◆ Work to complete
Scale the lines in the stretch from the one containing "[point] every instance of the brake" through the end of the records, writing each one out again with its request. Multiply every coordinate in the answers by 2.3 and round to whole numbers, with halves rounded up.

◆ Supplied material
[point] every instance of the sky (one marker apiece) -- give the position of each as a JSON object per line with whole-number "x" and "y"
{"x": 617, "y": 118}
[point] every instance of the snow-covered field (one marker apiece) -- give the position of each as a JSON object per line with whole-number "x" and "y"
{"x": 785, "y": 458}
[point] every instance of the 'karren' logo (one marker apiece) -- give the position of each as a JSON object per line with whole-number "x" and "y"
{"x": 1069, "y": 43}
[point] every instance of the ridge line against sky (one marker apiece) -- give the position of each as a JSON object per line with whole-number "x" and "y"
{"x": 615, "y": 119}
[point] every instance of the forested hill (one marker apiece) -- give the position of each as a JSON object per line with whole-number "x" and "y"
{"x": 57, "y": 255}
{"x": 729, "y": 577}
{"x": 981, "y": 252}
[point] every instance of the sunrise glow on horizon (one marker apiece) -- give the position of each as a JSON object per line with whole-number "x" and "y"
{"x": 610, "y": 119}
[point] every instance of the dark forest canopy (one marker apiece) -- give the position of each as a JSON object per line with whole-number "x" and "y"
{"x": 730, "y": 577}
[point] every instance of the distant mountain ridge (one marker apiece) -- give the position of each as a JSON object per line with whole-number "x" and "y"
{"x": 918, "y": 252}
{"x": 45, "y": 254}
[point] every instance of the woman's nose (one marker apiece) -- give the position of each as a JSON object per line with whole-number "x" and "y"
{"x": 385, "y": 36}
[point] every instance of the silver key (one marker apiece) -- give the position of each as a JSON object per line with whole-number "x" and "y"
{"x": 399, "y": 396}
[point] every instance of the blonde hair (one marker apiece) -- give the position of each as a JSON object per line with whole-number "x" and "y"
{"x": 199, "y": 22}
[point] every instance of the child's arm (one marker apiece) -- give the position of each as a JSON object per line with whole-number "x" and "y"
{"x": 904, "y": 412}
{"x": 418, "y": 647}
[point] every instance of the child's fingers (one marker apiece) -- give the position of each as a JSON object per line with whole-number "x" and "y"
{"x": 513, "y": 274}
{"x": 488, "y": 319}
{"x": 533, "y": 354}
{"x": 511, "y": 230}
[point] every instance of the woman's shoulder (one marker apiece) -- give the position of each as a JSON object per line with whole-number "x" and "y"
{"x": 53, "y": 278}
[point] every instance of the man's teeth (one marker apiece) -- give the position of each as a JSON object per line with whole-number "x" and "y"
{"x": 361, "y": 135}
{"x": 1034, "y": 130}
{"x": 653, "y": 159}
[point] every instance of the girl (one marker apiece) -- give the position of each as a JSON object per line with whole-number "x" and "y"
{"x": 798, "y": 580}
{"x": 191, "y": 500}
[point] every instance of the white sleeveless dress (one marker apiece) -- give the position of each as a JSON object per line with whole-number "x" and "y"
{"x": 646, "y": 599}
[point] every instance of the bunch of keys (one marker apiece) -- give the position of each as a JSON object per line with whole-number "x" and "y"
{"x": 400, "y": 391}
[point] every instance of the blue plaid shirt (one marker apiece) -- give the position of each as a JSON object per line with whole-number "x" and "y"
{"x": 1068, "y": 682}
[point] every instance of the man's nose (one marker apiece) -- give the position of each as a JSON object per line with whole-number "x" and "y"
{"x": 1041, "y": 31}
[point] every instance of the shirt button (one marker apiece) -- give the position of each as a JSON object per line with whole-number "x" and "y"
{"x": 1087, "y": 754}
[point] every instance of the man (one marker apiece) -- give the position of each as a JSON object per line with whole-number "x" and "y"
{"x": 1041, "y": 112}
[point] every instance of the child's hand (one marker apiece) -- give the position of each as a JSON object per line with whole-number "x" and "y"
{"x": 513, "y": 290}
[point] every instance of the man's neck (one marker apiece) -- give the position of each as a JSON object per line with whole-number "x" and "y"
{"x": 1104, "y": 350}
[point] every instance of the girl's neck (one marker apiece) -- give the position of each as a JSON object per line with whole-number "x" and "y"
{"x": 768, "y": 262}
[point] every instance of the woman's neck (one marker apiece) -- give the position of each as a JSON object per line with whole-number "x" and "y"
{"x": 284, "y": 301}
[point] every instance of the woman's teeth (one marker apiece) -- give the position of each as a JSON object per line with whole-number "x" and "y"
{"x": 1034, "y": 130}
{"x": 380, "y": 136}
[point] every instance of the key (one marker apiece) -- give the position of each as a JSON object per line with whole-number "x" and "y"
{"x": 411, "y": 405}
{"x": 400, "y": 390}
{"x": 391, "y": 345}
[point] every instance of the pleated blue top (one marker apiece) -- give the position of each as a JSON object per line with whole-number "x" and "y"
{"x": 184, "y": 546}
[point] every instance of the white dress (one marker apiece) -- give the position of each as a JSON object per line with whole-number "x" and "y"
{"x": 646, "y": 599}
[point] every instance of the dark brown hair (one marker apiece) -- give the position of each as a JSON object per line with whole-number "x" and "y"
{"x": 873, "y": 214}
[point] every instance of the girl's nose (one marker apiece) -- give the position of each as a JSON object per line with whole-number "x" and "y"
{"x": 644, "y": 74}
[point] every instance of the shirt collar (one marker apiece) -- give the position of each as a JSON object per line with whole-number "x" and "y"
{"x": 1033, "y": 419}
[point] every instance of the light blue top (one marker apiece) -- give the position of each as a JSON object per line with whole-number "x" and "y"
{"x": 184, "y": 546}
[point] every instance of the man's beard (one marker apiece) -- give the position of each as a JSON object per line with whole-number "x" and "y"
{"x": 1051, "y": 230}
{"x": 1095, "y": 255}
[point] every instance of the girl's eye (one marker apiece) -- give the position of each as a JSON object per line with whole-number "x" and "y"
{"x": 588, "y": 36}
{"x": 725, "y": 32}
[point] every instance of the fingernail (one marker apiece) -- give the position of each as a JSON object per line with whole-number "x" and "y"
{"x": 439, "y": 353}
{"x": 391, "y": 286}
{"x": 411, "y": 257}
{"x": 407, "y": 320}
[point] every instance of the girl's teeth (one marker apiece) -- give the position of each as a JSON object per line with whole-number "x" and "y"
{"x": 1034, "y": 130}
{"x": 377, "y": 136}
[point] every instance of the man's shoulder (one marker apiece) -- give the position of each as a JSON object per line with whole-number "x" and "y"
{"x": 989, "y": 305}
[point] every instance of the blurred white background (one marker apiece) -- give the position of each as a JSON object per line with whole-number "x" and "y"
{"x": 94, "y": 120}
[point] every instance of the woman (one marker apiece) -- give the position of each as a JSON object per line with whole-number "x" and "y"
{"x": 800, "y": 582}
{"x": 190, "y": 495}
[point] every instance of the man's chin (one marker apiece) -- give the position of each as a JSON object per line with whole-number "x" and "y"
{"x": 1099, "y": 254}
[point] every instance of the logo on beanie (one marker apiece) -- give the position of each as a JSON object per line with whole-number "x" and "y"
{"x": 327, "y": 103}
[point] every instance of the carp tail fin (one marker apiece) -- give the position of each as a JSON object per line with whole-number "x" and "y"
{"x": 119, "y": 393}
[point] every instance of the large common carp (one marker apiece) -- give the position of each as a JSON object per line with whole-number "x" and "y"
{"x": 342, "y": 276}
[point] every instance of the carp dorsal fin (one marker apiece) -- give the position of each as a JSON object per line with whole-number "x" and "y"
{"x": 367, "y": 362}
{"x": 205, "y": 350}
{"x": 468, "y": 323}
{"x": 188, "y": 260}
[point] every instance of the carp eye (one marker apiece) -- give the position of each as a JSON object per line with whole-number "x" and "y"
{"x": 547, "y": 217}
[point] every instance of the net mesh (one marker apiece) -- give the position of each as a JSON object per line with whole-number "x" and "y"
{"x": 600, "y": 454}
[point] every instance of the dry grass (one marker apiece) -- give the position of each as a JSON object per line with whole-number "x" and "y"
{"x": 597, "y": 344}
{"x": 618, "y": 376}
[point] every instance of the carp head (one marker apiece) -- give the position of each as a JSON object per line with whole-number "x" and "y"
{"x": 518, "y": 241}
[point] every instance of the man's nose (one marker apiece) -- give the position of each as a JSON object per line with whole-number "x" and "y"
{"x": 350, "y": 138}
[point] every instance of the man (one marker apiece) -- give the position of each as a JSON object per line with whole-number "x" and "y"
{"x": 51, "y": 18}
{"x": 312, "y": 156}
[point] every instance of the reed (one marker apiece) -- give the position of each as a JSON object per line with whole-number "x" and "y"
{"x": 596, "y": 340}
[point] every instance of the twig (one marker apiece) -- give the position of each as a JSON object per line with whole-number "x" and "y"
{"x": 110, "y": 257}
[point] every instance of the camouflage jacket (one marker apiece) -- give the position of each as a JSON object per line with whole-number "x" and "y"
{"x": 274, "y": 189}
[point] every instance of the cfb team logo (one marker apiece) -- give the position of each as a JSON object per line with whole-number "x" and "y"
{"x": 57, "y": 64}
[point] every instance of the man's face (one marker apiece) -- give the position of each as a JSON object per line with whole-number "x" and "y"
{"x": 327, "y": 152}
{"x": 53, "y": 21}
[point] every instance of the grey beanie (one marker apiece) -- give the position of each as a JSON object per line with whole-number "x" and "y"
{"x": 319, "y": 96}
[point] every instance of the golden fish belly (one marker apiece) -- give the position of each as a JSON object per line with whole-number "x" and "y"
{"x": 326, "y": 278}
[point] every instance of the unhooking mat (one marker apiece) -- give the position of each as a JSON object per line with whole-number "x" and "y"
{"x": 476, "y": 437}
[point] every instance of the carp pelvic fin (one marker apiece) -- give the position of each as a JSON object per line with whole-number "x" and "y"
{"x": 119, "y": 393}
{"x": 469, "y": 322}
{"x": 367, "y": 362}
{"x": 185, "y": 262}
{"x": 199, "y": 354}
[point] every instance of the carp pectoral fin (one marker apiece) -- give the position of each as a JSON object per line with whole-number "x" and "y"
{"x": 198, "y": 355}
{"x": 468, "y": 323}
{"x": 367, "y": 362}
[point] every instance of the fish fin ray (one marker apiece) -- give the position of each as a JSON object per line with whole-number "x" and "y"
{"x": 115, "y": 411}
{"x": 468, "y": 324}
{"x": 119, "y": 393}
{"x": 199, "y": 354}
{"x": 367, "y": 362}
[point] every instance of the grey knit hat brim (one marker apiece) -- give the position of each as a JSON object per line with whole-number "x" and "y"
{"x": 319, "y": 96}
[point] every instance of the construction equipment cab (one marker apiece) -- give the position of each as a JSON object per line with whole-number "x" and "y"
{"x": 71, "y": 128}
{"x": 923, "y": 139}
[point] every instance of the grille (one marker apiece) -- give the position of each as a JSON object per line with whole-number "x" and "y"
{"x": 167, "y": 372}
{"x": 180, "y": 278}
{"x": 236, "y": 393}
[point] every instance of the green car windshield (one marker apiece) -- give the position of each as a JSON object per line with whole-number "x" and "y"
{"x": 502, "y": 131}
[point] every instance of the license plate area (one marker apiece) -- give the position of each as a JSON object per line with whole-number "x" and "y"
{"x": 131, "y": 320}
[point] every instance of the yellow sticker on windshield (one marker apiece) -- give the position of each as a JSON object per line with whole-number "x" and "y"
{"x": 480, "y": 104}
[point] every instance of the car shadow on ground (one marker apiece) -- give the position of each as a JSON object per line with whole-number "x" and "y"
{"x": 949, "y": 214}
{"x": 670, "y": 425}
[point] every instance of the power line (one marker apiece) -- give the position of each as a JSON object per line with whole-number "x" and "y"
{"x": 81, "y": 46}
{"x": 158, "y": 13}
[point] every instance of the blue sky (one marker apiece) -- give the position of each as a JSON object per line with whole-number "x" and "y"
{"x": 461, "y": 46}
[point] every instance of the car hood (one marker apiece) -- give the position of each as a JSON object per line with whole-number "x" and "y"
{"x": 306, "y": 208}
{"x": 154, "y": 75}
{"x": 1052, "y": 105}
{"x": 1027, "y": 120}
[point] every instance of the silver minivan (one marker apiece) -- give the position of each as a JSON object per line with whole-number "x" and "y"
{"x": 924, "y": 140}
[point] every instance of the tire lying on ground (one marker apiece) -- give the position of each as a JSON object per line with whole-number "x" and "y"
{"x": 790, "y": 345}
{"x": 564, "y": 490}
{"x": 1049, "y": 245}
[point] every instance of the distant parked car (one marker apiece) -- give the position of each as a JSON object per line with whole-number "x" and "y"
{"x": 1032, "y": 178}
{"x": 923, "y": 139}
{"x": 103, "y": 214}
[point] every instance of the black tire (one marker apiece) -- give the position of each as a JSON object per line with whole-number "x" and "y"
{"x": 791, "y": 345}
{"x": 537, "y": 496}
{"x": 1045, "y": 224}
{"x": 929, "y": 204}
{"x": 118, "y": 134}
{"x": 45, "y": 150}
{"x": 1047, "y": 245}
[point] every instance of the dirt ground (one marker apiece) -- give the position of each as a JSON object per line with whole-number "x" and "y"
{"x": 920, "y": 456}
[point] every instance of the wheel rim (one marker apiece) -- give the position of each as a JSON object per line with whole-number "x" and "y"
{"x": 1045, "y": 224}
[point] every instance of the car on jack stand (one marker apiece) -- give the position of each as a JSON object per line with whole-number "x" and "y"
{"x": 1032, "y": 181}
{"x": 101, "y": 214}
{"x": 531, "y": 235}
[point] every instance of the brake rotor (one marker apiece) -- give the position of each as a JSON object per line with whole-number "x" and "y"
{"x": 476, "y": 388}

◆ Result of this task
[point] every instance of the brake rotor (one marker apiece) -- give the position of each as a JSON object per line with whole-number "x" and "y"
{"x": 1095, "y": 892}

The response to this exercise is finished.